■ Your goal
A word-for-word copy of the data, pictures excluded, is what this task asks for.

━━━━━ Data to process

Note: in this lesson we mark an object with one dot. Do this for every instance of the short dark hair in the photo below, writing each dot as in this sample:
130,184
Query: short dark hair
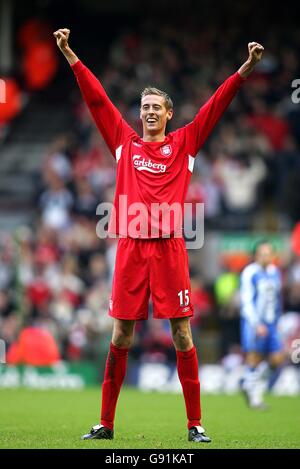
152,90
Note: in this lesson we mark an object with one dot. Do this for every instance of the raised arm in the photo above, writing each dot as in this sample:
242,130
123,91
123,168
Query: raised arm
106,116
209,114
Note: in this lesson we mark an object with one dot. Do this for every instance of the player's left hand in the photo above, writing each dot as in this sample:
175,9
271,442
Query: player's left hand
255,52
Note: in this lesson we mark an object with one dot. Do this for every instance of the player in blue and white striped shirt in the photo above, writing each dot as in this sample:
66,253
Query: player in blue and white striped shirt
260,293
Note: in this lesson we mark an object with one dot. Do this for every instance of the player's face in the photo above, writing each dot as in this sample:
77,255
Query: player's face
154,114
264,254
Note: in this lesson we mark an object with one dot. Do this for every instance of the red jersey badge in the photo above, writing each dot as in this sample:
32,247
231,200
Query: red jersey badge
166,150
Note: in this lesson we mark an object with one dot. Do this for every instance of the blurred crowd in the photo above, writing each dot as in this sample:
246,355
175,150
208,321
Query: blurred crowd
57,273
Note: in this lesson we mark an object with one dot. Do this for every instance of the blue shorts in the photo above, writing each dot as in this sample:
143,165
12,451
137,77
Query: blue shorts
264,345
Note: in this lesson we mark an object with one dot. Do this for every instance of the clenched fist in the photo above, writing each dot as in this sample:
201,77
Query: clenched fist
255,52
62,36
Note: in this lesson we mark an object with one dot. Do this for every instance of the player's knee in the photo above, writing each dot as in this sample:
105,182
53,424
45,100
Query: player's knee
122,338
182,339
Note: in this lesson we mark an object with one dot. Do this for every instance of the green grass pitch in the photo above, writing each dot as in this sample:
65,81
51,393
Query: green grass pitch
57,419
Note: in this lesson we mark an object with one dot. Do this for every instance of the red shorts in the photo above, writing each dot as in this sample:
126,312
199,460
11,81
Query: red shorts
156,267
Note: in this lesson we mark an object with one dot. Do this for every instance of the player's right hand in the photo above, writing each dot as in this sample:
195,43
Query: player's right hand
261,330
62,37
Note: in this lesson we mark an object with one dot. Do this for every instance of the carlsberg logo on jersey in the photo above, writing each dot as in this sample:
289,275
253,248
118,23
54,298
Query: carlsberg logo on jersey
148,165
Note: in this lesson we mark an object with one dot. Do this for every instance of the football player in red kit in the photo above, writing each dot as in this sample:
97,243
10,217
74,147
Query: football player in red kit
152,170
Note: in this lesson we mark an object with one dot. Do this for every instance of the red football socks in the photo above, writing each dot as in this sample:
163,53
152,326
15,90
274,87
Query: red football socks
115,371
187,367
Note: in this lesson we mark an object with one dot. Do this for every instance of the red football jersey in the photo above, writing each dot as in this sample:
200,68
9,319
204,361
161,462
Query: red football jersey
152,177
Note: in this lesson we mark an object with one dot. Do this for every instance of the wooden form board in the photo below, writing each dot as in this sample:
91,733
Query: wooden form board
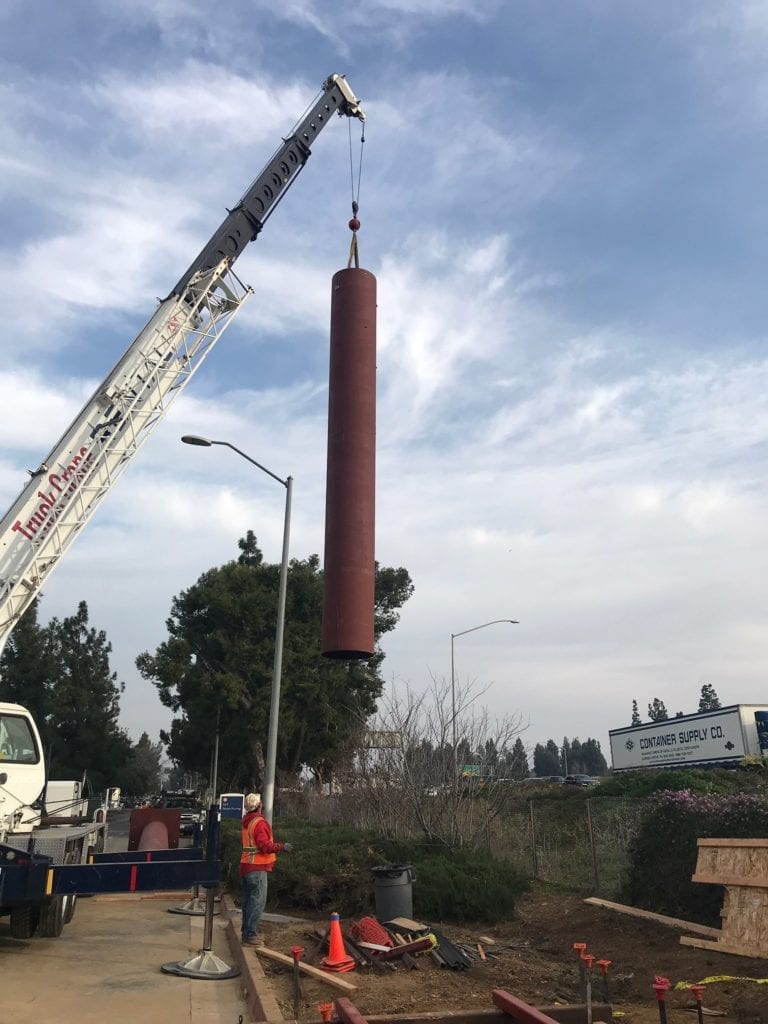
634,911
314,972
741,866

━━━━━━━━━━

■ Answer to this exercise
Note: in this lesson we mark an object with one dot. Do this for every instance of the short dark hair in the photo below, writing each dot as in this sample:
130,184
Query: short dark hair
152,90
Note: in this lesson we mark an object with one dot. Do this for every instance of the raised arm in the photo above, writing each dot as in this sample:
242,130
123,91
123,168
Query: raised arm
106,116
209,114
Note: in this lesson we mark an object with one dot. Do this for every instance of the player's left hand in the photo above, writing each dot as in this sample:
175,9
271,442
Query: player's left hand
255,52
Note: in this lesson we mark an object with one dot. Do this for every instance of the player in blue and white striped shirt in the photo above, writing each dot as in this sample:
66,253
Query: player in blue and white striped shirt
260,293
Note: in this lesson we mark an object with one dot. Do this for every instance of the player's face in the photo above, writing each dot as in this sample:
77,255
Query: player's face
154,114
264,254
Note: in this lesson we mark an object with one dot. Do this for every instance of the red jersey badge in the photo above, writing each dot as in this sample:
32,247
231,200
Query: red jersey badge
166,150
Note: in this lesson we mark an object with one dot. Do this for every instance of the blurred crowd in the photo above, writing each dot as in this sample:
246,355
175,150
208,321
Query: blurred crowd
57,273
Note: in this lesson we mark an object with one dot. Do this for every instance of the blue shorts in the photo above, writing each dot as in this sample:
143,165
12,451
137,77
Query: blue shorts
264,345
Note: in this lesson we mark an object with one dot. Do this for every instance of the clenched fist in the photo above, writing each dot as in this sample:
201,77
Query: clenched fist
255,52
62,36
Note: in this lesson we mark an object with one dot. Do this for every instance of the player's knee in the photo above, writing each dot as in this sample:
105,182
53,424
45,100
Query: player's knee
122,338
182,339
Note: in this lesson we mark an object with one dot. Do this for every instance of the green grass pitch in the photo above, writing each dot as in this sample:
65,81
51,393
Query: green grass pitch
57,419
Note: in this lesson we mark an object with one dot. Do this for every instance of the red shorts in the photo above, writing each dot as in this sample:
126,312
199,460
11,81
Query: red shorts
156,267
Note: in this lesson we mark an object with one dot. Do this for every instance of the player's right hand in the photo above, writing each dot as in this sample:
195,43
Query: player's right hand
261,330
62,37
Note: in this lesson we mark an object with one dot. Do this for every instance of the carlsberg logo on jersey in the photo above, writing each dot as in this sample:
289,275
253,248
118,23
54,298
Query: carlsberg logo on jersey
148,165
Note: in this lesson we mark an object with one dot. Do this for every instance of the football player in red kit in the photo above, writing each dot as in this sample:
97,243
10,217
74,147
Query: football player in red kit
152,170
Note: in this lesson we mark an object with one dot. Do this for every instance of the red football socks in the photo above, writing each dot as in this sample:
163,53
152,326
15,90
274,87
Query: red football socks
115,371
187,367
Note: in this lesson we mark an object with one dot. Do this for every instance of the red football jersey in the photo above, writing each dot as in this sample:
200,68
9,319
204,361
161,462
Query: red football jersey
152,177
Note: in this lesson we mark an object with one dot. Do this for every instance of the wooden form board in the photo below, writing each dot as in this sample:
91,733
Query: wooden form board
634,911
314,972
741,866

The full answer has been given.